_EXERCISE A_: In the passage on the Los Angeles fires, what do fire damage assessment reports count as destroyed, instead of housing units?

_EXTRACT TO READ_:
════════
As of January 17th, the day this was recorded, neither the Palisades nor Eaton fires are fully contained, which means the toll on lives and property may increase.
As a lifelong Angeleno, I know several directly affected by these fires, and we were uncomfortably close to the Eaton fire ourselves.
- It’s hard to fathom waking up one morning expecting a normal workday and losing all of your earthly possessions in a matter of hours.
The Size of the Problem
To understand how much more severe our housing shortage will now become, we need to try to measure it. It’s important to remember that in these numbers are tens of thousands of lived experiences and individual tragedies. However, having good estimates of the shortage will be critical in recovery for Los Angeles, given we already had a housing crisis here.
- The challenge with measuring the reduction in housing supply is that it’s usually measured in terms of “housing units” – that is, rented and owned units – whereas fire damage assessment reports refer to “structures” destroyed.
- “Structures” can include all sorts of things – single family homes, multifamily buildings, other commercial buildings, but also things like detached sheds and storage spaces, chicken coups, or even vehicles. This is due to how the fire damage data is collected – aerial infrared photographs, in which it is hard to automatically distinguish what the destroyed structure is.
════════
_EXERCISE B_: Tally the lines in the entries below that contain the string "paper", counting only matches with the same case, and give only the number.
════════
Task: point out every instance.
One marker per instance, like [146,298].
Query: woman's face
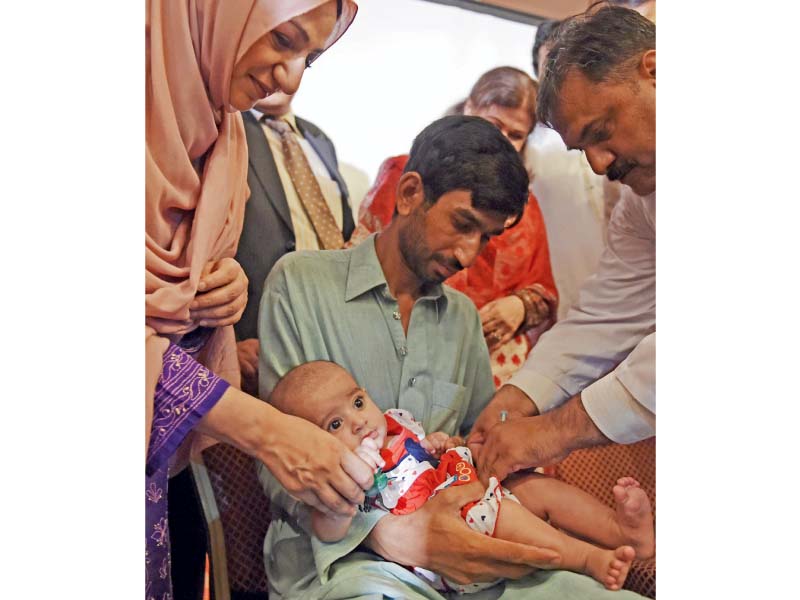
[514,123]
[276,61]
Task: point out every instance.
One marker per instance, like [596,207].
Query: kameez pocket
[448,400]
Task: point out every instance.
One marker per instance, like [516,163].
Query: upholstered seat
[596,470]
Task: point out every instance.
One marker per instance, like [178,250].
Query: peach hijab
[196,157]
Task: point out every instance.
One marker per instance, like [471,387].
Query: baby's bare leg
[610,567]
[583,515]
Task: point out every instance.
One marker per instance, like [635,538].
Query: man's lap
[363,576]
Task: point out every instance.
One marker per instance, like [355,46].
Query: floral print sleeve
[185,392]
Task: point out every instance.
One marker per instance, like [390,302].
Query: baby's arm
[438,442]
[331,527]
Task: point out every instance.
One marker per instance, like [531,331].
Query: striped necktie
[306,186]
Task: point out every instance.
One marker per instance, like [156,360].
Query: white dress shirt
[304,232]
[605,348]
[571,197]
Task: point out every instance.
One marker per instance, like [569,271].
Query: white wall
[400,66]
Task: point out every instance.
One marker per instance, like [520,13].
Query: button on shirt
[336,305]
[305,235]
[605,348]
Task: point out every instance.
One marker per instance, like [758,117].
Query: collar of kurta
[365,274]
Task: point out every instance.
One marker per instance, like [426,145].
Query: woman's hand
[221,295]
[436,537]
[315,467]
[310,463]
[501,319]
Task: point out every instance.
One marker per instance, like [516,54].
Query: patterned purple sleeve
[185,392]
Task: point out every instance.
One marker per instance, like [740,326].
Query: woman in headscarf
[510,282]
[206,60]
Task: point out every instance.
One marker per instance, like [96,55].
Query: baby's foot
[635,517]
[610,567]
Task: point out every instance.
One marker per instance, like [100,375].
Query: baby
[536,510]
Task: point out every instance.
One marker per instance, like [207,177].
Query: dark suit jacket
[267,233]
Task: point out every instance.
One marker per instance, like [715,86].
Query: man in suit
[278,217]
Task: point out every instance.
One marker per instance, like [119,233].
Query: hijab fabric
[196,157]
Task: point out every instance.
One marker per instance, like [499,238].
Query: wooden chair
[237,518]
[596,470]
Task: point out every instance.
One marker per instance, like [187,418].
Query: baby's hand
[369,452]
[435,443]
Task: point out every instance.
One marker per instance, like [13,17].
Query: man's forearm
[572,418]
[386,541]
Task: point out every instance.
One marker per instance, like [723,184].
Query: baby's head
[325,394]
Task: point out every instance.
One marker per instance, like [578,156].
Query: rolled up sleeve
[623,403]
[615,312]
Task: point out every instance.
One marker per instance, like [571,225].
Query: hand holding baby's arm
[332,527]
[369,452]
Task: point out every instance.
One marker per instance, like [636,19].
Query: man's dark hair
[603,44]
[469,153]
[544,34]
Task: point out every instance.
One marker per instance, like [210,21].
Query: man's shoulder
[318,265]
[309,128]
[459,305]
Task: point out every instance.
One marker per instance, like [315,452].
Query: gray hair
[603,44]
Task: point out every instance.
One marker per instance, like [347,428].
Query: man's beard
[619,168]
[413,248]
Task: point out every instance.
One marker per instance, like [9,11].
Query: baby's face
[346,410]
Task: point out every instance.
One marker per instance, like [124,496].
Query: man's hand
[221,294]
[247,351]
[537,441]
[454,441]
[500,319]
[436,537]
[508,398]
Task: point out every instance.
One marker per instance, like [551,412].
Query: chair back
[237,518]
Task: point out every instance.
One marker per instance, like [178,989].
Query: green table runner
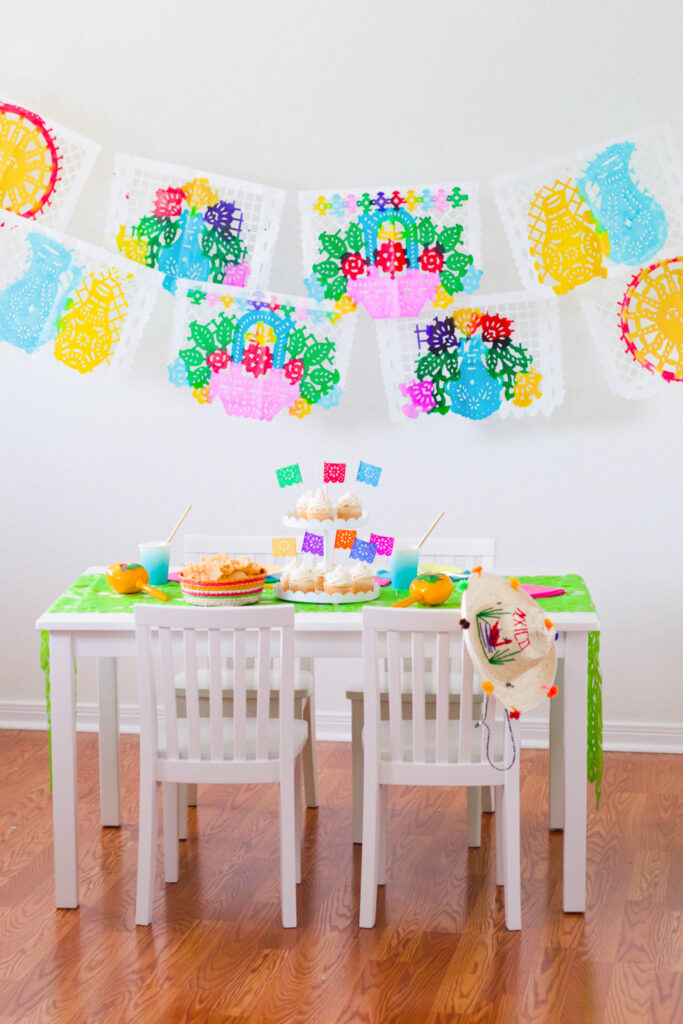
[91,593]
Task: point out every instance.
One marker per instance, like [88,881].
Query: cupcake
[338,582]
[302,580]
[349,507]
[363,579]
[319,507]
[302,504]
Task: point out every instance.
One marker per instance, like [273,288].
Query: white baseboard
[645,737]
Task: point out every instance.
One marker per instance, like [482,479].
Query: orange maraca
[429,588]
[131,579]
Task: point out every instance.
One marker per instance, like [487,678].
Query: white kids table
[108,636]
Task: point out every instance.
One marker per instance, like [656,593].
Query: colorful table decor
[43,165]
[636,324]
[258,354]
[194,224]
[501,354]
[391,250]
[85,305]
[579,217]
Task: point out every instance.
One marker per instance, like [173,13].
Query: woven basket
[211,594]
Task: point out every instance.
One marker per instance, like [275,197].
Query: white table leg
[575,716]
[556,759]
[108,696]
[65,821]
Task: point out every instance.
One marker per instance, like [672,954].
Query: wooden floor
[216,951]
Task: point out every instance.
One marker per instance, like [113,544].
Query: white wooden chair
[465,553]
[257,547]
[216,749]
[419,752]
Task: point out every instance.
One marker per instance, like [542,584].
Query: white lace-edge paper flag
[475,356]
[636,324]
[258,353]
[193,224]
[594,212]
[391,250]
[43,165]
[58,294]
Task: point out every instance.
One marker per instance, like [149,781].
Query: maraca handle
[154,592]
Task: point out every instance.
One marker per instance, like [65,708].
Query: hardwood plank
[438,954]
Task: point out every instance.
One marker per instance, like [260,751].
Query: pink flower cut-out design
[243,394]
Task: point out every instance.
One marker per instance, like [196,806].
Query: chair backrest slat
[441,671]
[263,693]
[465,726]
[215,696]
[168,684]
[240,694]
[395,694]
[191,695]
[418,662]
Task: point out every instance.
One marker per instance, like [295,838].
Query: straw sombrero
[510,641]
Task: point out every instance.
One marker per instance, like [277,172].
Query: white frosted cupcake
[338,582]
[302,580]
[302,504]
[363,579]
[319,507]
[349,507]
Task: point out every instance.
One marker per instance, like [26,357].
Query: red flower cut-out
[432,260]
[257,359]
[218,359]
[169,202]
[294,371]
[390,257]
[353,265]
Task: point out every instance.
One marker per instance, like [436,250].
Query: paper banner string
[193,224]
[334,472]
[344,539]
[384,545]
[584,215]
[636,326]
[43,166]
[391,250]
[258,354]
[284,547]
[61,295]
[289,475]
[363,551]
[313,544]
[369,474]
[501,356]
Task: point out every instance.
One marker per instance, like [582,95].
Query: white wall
════════
_CORRECT RESPONSE A_: Structures.

_CORRECT RESPONSE B_: 2